Rewrite the lines from the first one through the line that contains "219, 800, 490]]", replacing "Screenshot QA" with "Photo QA" and leaving everything else unchanged.

::: INFORMATION GIVEN

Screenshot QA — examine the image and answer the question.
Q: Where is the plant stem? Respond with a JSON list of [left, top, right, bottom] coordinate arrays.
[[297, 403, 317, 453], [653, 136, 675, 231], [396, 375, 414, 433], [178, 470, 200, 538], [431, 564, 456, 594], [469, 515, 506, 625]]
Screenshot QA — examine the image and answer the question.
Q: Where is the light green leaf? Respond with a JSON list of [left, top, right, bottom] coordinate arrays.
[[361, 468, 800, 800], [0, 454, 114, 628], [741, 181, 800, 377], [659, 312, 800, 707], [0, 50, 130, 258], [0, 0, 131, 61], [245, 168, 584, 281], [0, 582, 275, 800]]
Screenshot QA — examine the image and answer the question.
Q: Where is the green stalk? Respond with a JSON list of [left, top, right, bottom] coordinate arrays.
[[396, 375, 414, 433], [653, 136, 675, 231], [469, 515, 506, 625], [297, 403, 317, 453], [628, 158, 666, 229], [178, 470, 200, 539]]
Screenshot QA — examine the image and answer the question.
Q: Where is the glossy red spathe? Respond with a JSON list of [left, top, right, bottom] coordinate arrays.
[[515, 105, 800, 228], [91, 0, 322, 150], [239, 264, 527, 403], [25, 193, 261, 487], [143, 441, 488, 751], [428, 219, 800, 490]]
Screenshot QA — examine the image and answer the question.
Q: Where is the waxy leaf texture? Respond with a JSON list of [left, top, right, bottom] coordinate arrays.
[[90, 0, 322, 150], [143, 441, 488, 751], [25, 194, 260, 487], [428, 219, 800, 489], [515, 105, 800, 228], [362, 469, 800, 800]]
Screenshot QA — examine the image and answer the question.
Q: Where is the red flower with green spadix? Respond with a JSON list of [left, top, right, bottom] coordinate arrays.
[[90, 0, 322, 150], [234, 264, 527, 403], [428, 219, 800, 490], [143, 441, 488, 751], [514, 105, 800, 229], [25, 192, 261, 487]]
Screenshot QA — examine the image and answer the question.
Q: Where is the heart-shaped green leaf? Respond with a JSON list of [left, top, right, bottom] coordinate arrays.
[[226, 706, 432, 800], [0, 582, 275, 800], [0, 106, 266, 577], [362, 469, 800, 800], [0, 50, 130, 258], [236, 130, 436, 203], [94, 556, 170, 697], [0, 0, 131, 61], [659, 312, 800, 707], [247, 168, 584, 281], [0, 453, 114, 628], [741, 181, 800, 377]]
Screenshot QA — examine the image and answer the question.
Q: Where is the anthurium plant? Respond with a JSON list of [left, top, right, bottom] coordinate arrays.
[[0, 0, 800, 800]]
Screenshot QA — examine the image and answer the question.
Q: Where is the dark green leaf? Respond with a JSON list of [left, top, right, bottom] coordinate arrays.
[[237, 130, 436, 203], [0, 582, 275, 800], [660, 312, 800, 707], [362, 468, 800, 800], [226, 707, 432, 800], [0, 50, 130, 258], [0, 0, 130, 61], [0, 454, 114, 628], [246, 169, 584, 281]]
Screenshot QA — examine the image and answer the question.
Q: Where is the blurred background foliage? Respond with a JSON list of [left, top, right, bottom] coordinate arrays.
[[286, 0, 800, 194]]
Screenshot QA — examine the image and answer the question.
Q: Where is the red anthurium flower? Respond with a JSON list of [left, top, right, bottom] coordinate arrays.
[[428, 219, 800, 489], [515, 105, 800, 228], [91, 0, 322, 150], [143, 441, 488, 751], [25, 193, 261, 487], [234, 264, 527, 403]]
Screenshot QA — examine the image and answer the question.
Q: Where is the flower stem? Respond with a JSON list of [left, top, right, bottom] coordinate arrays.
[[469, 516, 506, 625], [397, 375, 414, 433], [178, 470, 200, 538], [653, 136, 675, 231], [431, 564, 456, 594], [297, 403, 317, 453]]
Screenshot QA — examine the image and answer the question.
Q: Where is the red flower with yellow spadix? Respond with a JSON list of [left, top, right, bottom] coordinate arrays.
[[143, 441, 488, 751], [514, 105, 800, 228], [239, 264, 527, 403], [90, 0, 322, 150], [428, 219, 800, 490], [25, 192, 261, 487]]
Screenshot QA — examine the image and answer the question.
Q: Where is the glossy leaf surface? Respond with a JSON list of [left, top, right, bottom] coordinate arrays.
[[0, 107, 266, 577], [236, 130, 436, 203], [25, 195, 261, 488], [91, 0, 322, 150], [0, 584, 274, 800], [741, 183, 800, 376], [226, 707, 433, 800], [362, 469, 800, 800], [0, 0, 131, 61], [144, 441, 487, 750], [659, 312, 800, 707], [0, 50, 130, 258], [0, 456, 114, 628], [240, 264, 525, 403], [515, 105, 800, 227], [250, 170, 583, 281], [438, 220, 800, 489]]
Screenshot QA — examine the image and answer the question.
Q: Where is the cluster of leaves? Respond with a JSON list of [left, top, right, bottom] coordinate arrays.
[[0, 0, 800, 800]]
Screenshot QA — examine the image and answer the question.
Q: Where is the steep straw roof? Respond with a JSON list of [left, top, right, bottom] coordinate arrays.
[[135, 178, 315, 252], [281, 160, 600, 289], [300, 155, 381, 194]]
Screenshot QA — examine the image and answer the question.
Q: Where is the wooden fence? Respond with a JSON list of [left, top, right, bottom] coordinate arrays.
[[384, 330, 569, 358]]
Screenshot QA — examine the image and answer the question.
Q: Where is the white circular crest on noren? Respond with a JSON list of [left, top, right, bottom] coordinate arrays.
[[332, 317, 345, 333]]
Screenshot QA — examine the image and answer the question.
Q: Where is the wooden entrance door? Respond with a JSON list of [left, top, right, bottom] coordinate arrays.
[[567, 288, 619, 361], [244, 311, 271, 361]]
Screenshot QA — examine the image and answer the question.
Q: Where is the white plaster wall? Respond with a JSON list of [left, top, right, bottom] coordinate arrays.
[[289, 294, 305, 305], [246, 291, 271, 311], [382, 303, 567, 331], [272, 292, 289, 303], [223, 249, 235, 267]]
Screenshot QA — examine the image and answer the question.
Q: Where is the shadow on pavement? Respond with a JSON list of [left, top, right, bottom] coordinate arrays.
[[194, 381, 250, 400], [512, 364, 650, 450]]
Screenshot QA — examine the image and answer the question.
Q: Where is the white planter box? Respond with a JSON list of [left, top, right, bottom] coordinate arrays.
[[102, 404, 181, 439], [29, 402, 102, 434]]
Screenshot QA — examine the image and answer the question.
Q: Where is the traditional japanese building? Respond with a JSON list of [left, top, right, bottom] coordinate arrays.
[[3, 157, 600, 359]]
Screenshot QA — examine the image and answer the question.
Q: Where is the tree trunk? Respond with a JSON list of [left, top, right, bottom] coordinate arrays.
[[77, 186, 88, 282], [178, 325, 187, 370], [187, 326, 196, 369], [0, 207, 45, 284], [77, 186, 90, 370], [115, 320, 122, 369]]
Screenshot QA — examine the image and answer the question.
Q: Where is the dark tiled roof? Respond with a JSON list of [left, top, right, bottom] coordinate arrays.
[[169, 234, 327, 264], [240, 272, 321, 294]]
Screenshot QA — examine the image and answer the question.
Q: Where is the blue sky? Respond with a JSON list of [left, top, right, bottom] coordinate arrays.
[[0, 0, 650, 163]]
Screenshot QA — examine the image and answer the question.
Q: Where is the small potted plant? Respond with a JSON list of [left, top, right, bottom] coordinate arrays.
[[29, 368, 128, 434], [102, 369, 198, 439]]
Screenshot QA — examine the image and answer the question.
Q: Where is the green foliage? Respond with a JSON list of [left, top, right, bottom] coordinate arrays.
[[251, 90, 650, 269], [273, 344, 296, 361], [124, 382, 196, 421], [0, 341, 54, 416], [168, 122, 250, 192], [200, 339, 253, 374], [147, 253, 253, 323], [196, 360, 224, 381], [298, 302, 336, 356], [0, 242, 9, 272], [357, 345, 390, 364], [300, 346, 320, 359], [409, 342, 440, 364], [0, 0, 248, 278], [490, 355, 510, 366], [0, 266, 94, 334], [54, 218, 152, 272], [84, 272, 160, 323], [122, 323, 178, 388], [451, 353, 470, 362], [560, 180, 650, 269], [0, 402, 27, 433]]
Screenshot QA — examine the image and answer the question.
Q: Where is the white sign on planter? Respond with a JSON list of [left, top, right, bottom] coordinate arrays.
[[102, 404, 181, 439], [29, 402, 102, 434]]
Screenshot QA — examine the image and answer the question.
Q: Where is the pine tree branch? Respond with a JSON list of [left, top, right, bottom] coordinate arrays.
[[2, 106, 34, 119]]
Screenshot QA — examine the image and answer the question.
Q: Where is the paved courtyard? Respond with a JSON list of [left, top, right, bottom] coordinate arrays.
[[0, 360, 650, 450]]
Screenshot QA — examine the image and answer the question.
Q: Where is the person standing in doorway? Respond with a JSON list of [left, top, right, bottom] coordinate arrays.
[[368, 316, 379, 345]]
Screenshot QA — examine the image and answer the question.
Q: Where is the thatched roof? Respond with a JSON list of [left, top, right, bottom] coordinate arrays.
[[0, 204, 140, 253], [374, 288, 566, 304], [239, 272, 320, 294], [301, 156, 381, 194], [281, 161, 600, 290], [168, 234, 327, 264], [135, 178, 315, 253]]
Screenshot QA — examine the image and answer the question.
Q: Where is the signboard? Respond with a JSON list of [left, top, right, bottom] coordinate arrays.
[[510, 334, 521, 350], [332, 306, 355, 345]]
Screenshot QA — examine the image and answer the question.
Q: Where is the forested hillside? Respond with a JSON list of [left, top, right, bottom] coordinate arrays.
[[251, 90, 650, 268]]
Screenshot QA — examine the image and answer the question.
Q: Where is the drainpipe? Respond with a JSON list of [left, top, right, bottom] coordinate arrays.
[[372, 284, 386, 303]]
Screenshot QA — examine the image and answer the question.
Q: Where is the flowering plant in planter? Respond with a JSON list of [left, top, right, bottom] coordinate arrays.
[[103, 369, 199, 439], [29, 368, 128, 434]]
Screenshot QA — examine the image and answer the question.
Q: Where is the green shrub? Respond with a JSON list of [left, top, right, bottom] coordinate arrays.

::::::

* **REPLY TO THE TASK**
Photo QA — examine the image and answer the question.
Q: Where is the plant stem? Respond with a JSON list of [left, top, right, bottom] coordinate arrays.
[[297, 403, 317, 453], [653, 136, 675, 231], [396, 375, 414, 433], [178, 470, 200, 538], [431, 564, 456, 594], [469, 515, 506, 625]]
Photo QA — examine the image and answer the question.
Q: Where is the light green leaf? Respond with a JSON list of [left, top, right, bottom] coordinate arrays.
[[361, 468, 800, 800], [0, 454, 114, 628], [741, 181, 800, 377], [659, 312, 800, 707], [0, 50, 130, 258], [0, 0, 131, 61], [245, 168, 584, 281], [0, 582, 275, 800]]
Photo QA — examine the image and answer the question.
Q: Where is the green stalk? Respond with a JSON list of [left, top, right, bottom] coordinate arrays.
[[396, 375, 414, 433], [653, 136, 675, 231], [469, 515, 506, 625], [297, 403, 317, 453], [628, 158, 666, 229], [178, 470, 200, 539]]
Photo QA — examine the image and answer the question.
Q: Where is the glossy red spathe? Respond with a JSON list of [left, top, right, bottom] coordinate arrays.
[[515, 105, 800, 228], [91, 0, 322, 150], [239, 264, 527, 403], [25, 193, 261, 487], [143, 441, 488, 751], [428, 219, 800, 490]]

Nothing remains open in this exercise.